-- START Data records --

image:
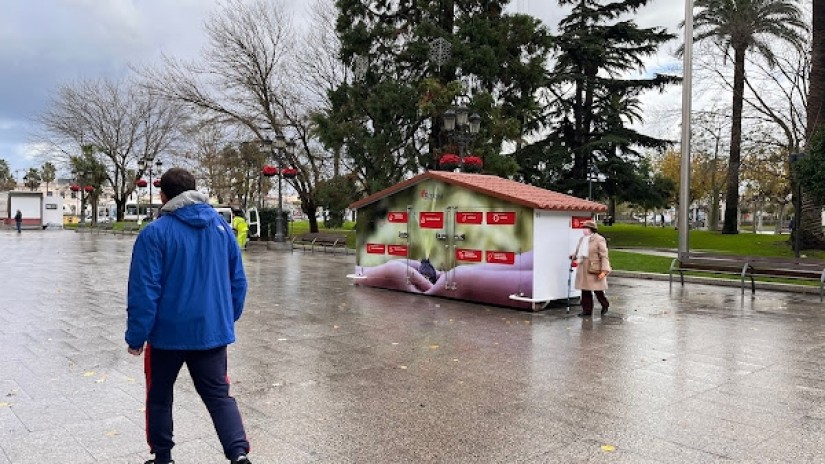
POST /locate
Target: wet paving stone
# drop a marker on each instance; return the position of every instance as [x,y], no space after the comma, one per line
[328,372]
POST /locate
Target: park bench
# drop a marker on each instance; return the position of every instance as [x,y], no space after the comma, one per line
[714,264]
[747,267]
[790,268]
[130,227]
[103,226]
[322,240]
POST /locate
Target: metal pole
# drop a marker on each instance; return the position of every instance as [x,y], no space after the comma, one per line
[684,178]
[149,206]
[797,238]
[279,220]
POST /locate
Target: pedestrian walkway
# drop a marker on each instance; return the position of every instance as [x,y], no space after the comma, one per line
[326,372]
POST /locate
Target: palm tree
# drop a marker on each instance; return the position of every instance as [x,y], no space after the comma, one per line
[742,26]
[811,227]
[32,179]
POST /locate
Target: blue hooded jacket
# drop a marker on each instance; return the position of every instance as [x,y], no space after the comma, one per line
[186,282]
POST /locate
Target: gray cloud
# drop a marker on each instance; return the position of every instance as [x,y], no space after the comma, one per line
[46,42]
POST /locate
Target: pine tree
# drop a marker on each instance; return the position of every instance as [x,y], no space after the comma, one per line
[388,118]
[594,100]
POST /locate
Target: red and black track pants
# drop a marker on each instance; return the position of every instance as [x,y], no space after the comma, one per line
[208,371]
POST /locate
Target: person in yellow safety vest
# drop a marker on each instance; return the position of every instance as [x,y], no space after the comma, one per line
[240,227]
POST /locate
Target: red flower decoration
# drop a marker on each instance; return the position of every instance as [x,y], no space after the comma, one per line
[449,161]
[474,160]
[472,164]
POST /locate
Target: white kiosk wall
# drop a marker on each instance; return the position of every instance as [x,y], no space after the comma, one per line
[554,240]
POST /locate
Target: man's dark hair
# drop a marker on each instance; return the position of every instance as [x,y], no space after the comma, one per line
[176,181]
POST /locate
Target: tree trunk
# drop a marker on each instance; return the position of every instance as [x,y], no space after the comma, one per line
[811,227]
[732,194]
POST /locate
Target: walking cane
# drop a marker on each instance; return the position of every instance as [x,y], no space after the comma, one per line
[573,264]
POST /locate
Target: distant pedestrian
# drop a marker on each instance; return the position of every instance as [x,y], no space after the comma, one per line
[240,227]
[18,220]
[593,267]
[186,289]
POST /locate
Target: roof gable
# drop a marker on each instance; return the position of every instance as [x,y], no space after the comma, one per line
[494,186]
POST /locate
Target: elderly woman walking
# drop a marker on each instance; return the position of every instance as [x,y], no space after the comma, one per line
[593,267]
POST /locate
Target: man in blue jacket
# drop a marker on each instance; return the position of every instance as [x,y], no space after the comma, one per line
[186,290]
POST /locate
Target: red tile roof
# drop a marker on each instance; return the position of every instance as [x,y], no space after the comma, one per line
[494,186]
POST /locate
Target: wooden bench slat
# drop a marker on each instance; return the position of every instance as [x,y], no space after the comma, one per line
[748,267]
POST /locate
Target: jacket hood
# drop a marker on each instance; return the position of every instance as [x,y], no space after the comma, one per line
[192,208]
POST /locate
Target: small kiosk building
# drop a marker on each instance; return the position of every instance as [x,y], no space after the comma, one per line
[471,237]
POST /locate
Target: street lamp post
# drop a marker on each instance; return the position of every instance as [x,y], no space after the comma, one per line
[797,204]
[80,178]
[461,127]
[278,149]
[145,164]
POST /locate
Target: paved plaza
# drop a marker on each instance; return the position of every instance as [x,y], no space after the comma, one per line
[327,372]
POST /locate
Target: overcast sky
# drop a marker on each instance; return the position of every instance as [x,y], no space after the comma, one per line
[46,42]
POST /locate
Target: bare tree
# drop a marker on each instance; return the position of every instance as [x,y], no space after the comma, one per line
[120,120]
[244,78]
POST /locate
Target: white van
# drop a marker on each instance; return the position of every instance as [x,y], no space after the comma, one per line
[252,218]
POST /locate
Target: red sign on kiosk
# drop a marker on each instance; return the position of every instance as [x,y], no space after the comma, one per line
[473,256]
[399,217]
[501,218]
[376,248]
[579,220]
[431,220]
[469,218]
[397,250]
[501,257]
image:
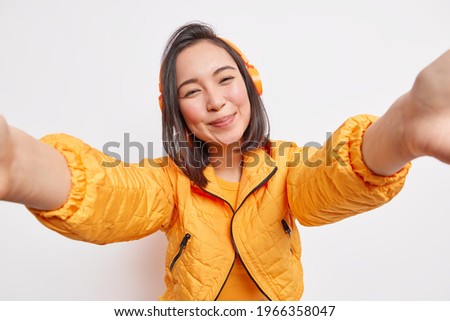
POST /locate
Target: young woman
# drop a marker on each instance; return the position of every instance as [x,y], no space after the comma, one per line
[227,196]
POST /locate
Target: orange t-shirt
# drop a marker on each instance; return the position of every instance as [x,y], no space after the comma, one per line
[239,286]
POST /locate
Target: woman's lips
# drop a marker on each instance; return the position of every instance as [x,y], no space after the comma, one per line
[223,122]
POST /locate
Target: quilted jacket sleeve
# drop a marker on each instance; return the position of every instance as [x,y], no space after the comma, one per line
[109,201]
[333,182]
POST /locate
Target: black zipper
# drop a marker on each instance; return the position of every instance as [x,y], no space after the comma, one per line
[183,244]
[288,231]
[286,227]
[231,231]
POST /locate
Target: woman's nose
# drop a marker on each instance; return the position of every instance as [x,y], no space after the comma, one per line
[215,101]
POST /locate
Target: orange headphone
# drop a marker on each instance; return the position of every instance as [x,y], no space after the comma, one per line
[253,72]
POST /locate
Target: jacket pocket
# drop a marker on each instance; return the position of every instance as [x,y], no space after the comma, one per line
[288,231]
[183,244]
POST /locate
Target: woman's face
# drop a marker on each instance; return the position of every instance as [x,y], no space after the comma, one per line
[212,95]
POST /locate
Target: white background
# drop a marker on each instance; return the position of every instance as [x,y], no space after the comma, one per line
[90,69]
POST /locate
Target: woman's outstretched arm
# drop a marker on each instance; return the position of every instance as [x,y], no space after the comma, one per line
[31,172]
[417,124]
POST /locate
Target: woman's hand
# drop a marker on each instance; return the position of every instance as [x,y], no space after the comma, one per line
[417,124]
[5,158]
[31,172]
[427,114]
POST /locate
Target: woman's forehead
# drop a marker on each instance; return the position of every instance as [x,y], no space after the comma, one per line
[202,57]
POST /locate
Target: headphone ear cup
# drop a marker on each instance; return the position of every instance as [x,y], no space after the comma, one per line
[161,104]
[160,100]
[254,74]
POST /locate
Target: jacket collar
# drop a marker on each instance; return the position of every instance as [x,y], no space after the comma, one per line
[258,168]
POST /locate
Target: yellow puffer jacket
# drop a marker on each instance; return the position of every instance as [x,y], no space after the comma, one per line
[111,202]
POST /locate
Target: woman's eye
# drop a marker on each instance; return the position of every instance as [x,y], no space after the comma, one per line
[226,79]
[190,92]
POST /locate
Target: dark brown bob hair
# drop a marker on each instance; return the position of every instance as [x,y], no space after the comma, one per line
[188,152]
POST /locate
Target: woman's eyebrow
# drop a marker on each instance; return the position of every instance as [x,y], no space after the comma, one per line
[215,73]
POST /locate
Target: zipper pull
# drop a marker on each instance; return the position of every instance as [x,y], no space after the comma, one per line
[286,227]
[184,241]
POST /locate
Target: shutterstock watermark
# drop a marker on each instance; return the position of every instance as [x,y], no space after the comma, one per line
[327,155]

-- END Data records --

**Written task:**
Identify every line in the listing above that contains the string "woman", matching case exactly, and copy each of those lines.

**Full answer:**
Target: elderly woman walking
Target: young woman
Target: woman's lips
Target: woman's nose
Target: woman's face
Target: woman's outstretched arm
Target: woman's hand
Target: woman's forehead
Target: woman's eye
Target: woman's eyebrow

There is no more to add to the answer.